GIVEN INSTRUCTION
Please rewrite the records below, replacing every "Execute" with "Run" and leaving everything else unchanged.

GIVEN DATA
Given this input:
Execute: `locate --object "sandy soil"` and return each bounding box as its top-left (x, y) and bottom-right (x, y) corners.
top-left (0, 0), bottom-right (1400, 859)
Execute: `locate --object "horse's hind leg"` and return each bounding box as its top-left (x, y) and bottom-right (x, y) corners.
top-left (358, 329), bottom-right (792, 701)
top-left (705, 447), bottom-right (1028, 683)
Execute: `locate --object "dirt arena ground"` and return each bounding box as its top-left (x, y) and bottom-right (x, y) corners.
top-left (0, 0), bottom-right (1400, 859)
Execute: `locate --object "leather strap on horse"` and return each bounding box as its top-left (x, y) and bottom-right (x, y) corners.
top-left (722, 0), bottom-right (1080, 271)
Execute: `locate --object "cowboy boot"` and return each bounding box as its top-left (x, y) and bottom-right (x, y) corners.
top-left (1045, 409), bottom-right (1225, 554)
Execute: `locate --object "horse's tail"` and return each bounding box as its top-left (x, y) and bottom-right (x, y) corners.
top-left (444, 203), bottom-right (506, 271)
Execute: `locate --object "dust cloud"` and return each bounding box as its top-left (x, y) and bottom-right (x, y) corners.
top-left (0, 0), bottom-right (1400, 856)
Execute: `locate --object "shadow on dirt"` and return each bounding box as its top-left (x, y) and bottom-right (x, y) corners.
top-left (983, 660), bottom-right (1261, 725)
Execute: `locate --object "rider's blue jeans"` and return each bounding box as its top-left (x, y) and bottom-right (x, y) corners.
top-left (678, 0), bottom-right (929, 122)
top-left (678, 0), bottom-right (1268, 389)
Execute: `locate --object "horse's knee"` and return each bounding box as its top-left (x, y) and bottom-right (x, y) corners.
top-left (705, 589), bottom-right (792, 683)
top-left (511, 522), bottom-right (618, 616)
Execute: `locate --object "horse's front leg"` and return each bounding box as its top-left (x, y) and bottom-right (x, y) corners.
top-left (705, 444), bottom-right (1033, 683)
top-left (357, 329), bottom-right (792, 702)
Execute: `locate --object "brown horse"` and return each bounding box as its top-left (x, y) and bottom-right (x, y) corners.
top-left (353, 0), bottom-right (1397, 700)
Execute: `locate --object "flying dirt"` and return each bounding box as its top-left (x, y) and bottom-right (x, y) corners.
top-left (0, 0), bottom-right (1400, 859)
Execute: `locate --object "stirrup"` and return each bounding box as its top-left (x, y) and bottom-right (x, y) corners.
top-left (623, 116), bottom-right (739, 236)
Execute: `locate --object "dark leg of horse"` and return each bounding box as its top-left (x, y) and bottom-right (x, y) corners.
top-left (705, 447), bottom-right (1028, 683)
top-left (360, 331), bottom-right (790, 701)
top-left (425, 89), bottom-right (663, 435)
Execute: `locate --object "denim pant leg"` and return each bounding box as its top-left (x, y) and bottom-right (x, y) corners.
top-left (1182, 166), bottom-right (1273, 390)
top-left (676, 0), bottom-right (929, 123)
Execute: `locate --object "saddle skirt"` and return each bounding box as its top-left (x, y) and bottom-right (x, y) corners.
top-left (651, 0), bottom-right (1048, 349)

TASK RESPONSE
Given this input:
Run: `locate --object "sandy soil"` and return each bounding box as its top-left (x, y) and bottom-right (x, y) corners.
top-left (0, 0), bottom-right (1400, 859)
Run: `locate --object "horse's hind leg"` and return each bounding box as its top-left (x, y) and bottom-right (x, y) corners.
top-left (358, 329), bottom-right (792, 701)
top-left (705, 447), bottom-right (1028, 683)
Run: `locate --object "dirt arena ground"` and return each bounding box as its top-left (x, y) and bottom-right (x, y) corners.
top-left (0, 0), bottom-right (1400, 859)
Run: `locate --object "leather strap on horse"` and return each bounding box as its top-left (x, y) and bottom-right (x, y) corners.
top-left (722, 0), bottom-right (1080, 271)
Run: `locate --object "cowboy boot"` and return each bounding box as its top-left (x, y) and bottom-right (x, y) corners.
top-left (1045, 409), bottom-right (1225, 554)
Run: `locate --object "horse's tail"` and return each bounding box as its top-left (x, y) and bottom-right (x, y) corners.
top-left (444, 203), bottom-right (506, 271)
Run: `locate --object "dust cloud"` and return each bounding box as its top-left (x, y) and bottom-right (x, y) corners.
top-left (0, 0), bottom-right (1400, 856)
Run: `locate --object "shadow on dirt"` and return each bounding box as its top-left (x, y) and bottom-right (x, y) corners.
top-left (983, 660), bottom-right (1261, 725)
Run: `locate --object "rider's blue jeans"` and return each bounding box as its top-left (x, y) and bottom-right (x, y) corners.
top-left (678, 0), bottom-right (929, 122)
top-left (678, 0), bottom-right (1268, 389)
Run: `locate --object "horse's knee"` and return each bounding box as its top-left (x, y) and bottom-right (x, y) corners.
top-left (705, 589), bottom-right (792, 683)
top-left (511, 522), bottom-right (618, 616)
Run: `locate --object "horse's front leg"` and return each bounding box as its top-left (x, y) and bottom-right (x, y) corners.
top-left (705, 444), bottom-right (1033, 683)
top-left (357, 329), bottom-right (792, 702)
Run: `locate --object "brown horse"` and return each bounding box as its top-left (x, y) and bottom-right (x, y) corners.
top-left (353, 0), bottom-right (1397, 700)
Run: `locate --object "flying dirt"` and return each bounding box as its top-left (x, y) and bottom-right (x, y) corners.
top-left (0, 0), bottom-right (1400, 859)
Run: `locate --object "stirrup"` and return each bounding box as its top-left (x, y) and bottom-right (x, y) corners.
top-left (623, 116), bottom-right (739, 236)
Run: `locate --object "dark leg of horse"` and return each bounding box as its top-left (x, y) and bottom-right (x, y) corners.
top-left (705, 447), bottom-right (1028, 683)
top-left (360, 331), bottom-right (790, 701)
top-left (425, 89), bottom-right (663, 435)
Run: `locate --object "denim pant leg"` and return each bounding box as its top-left (x, y) and bottom-right (x, y) corners.
top-left (1182, 166), bottom-right (1273, 390)
top-left (676, 0), bottom-right (929, 123)
Run: `locate --object "saddle skirt"` and return each bounding box as its top-left (x, y) and bottom-right (x, y) corners.
top-left (651, 0), bottom-right (1048, 349)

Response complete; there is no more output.